> [Document text]
* begin *

Queen Elizabeth's School is an academy school, with a sixth-form, in Crediton, Devon. It has 1300 students. It was formed as a comprehensive school in the early 1970s by a merger of The Shelley Secondary Modern with the Queen Elizabeth's Grammar School.

History

The grammar school was founded in 1547 and started teaching in 1572 with 10 pupils. The grammar school moved to new buildings in 1861, and merged with the girls' high school in 1966.

The college's coat of arms shows the figure of Saint Boniface, the patron saint of the town.

The school gained academy status on 1 April 2011.

The school previously had state boarding provision, but this was closed in 2019.

Ofsted inspection judgements

In the 2015 Ofsted inspection of the school, it was rated as "Good". As of 2021, the school's most recent inspection was in 2018, with a judgement of Requires Improvement.

Performing arts

Each year a play or musical is put on by the drama and music departments. The QE Jazz Band regularly performs locally and tours abroad.

* end *

> [Dataset items]
* begin *

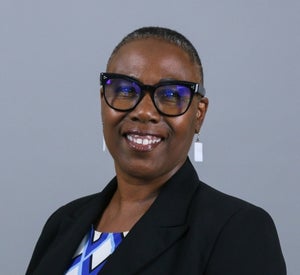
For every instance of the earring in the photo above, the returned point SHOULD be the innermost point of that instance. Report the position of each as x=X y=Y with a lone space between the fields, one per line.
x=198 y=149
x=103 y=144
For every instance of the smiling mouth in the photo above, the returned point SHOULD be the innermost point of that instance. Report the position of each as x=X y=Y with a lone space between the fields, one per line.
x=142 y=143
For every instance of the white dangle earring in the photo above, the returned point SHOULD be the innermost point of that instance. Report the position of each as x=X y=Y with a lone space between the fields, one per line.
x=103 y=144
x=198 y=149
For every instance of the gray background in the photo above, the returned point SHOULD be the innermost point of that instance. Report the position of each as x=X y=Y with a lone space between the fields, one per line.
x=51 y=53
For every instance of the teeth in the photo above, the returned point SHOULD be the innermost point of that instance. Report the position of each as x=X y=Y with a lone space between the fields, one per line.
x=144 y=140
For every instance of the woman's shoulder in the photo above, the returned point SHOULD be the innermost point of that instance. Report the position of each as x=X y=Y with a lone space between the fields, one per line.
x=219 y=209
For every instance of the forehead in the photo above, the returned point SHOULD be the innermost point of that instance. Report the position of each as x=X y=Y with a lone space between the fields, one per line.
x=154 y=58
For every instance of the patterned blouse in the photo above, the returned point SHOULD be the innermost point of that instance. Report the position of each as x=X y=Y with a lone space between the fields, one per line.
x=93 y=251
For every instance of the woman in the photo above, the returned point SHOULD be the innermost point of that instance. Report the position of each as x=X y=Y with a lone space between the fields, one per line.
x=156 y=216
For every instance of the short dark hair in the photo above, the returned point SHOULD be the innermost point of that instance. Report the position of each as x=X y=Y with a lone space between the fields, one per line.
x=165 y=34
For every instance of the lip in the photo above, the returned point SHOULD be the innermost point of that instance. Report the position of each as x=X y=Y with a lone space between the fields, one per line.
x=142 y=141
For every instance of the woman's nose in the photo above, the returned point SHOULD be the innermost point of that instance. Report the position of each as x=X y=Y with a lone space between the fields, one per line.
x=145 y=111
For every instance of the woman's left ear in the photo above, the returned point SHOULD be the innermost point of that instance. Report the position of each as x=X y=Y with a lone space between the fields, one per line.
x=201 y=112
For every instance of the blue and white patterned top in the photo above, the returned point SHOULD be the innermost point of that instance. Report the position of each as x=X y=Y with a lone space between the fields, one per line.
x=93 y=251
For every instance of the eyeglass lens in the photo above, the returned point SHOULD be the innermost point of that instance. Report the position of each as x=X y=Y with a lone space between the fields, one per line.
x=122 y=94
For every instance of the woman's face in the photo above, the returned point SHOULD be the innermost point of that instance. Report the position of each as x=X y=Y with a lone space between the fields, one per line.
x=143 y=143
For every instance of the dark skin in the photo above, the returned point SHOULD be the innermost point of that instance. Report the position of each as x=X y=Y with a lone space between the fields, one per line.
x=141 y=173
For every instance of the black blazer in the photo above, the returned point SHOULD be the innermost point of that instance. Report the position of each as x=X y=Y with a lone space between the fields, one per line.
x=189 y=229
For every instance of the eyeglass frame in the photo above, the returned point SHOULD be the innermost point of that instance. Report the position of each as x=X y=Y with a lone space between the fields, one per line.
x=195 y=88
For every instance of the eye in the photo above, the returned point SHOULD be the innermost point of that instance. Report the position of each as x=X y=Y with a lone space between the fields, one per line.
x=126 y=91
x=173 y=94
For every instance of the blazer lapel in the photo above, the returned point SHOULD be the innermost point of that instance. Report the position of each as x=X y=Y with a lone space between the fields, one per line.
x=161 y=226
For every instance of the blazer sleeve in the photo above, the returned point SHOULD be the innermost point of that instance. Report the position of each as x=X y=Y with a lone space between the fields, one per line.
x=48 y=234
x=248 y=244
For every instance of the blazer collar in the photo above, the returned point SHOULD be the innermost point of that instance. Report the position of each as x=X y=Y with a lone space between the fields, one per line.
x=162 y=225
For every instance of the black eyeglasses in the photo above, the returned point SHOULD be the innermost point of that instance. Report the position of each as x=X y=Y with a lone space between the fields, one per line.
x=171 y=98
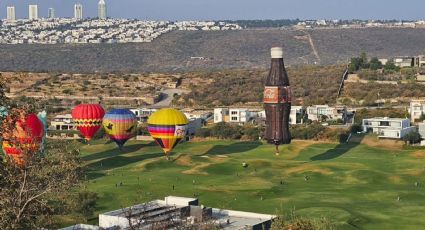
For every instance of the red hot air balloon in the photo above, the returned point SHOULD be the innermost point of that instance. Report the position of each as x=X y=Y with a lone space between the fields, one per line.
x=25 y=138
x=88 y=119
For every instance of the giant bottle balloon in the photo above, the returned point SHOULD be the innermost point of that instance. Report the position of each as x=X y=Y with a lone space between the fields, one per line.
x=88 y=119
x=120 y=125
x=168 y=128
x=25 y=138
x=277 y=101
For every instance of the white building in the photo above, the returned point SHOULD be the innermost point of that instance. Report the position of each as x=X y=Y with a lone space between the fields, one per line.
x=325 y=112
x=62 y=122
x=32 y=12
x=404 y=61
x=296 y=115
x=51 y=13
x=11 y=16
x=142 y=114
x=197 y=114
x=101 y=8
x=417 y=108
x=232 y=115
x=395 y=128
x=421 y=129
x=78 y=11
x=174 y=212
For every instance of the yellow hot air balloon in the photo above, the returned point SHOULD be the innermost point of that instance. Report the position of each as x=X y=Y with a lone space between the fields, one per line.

* end *

According to the passage on Queen Elizabeth's School, in what year did the grammar school start teaching, and with how many pupils?

> [Full response] It started teaching in 1572 with 10 pupils.